> **Exercise goal**
Of the material below, the lines to be retyped are those from the line containing "Need: one point per instance of the green foliage, placed" through the line containing "Need: one point per instance of the blurred", inclusive; reproduce them exactly.

##### Task data

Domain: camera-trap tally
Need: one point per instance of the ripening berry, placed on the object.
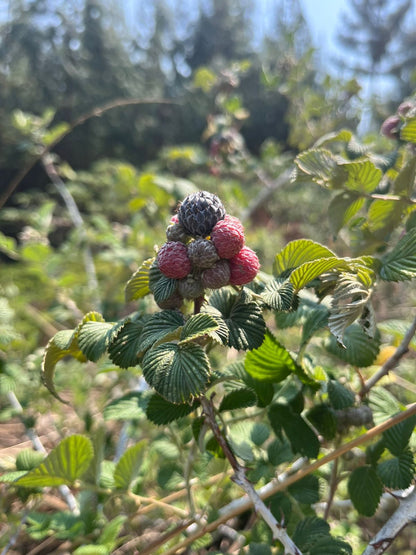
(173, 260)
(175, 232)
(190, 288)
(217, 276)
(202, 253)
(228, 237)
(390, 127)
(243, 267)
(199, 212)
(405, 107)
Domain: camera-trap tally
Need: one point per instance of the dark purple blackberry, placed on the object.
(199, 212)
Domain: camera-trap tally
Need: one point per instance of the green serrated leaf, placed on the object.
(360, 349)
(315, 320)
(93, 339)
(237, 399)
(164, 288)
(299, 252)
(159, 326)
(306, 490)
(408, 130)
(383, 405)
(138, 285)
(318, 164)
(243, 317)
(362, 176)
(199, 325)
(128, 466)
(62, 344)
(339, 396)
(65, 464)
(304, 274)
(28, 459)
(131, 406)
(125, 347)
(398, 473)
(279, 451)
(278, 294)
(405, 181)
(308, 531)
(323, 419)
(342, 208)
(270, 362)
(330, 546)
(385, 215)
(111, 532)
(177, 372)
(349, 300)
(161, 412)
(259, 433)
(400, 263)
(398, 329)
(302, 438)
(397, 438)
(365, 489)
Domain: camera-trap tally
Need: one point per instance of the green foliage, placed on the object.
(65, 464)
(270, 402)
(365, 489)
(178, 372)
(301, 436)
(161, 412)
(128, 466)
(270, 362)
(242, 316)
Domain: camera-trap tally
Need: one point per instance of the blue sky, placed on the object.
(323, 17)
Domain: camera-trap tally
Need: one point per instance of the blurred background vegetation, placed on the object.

##########
##### Task data

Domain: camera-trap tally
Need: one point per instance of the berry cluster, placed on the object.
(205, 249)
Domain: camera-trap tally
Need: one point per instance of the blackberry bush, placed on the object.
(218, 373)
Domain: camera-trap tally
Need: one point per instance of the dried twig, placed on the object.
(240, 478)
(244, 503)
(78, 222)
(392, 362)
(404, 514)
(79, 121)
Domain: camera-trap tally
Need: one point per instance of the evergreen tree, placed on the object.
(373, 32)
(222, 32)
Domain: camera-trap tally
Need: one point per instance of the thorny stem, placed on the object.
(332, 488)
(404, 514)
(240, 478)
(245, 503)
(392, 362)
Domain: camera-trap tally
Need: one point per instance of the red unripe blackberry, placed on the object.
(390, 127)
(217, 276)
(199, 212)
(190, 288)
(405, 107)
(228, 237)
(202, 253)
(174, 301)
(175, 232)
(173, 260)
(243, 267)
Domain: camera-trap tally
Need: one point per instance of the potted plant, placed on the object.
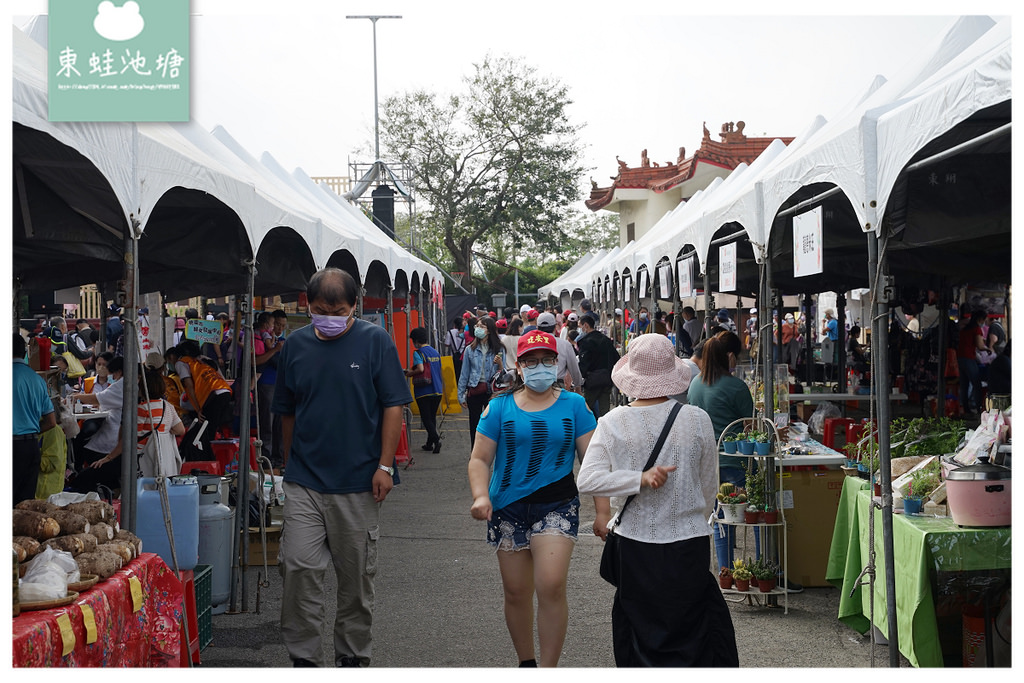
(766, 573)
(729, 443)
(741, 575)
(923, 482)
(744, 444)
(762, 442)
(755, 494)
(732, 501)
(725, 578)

##########
##### Task data

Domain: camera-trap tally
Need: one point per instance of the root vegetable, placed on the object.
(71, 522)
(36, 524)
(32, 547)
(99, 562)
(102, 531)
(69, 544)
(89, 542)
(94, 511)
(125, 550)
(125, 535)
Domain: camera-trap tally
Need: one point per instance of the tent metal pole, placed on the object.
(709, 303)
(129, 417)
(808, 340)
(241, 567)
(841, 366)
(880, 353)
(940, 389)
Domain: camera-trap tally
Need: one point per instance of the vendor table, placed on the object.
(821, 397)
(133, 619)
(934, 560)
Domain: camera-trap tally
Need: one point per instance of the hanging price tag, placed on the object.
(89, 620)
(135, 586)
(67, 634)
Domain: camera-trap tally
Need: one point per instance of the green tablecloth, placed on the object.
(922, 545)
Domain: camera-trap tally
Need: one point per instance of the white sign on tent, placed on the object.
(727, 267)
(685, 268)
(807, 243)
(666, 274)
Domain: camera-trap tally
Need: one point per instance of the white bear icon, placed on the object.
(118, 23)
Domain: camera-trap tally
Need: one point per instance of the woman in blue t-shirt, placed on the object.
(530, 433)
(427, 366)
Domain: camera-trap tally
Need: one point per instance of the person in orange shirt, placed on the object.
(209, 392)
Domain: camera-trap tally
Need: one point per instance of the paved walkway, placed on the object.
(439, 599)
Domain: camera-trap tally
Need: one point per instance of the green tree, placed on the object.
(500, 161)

##########

> **Response**
Need: one point per instance of the green foliage, placed on the object.
(65, 464)
(270, 402)
(365, 489)
(178, 372)
(301, 436)
(161, 412)
(128, 466)
(270, 362)
(242, 316)
Domain: camera-trap tally
Need: one point per instance of the blue sky, placed on the object.
(323, 17)
Domain: camera-trap tally
Need: one point per instance of the blurred background vegetation, placed on the object.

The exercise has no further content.